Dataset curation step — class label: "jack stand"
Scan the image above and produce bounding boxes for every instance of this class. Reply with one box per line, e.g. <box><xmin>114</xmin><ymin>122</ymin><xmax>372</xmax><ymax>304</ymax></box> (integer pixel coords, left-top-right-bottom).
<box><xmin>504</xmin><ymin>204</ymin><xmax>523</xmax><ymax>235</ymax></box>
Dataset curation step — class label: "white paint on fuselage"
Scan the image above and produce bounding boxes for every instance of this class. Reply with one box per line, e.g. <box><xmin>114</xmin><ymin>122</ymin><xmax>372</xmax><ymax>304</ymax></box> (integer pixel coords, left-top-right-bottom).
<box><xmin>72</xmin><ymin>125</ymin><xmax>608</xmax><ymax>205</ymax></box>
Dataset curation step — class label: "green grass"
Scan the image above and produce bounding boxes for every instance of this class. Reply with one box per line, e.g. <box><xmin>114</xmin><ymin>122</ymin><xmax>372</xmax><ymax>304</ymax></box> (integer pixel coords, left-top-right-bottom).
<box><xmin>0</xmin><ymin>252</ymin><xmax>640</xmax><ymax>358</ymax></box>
...
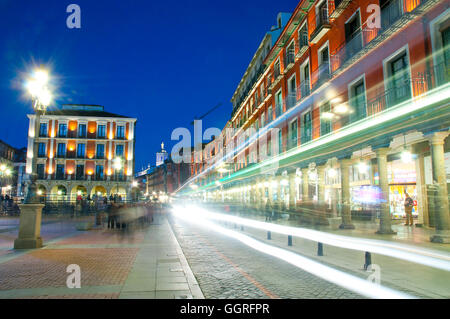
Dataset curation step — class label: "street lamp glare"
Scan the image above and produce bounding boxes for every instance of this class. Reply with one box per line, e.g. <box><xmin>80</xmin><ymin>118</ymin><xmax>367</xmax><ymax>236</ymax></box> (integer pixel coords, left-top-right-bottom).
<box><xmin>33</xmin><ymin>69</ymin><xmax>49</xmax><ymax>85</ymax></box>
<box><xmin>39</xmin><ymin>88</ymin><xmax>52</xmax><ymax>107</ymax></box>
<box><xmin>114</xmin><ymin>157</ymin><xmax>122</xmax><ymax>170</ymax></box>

> WHAT YOU SHOULD DO:
From the records above, return each line that contains the word "Dataset", copied in full.

> FINAL RESULT:
Dataset curation step — class label: "jack stand"
Dataset curation step — class label: "white paint on fuselage"
Dataset curation step — class label: "green grass"
Dataset curation step — class label: "street lamp glare"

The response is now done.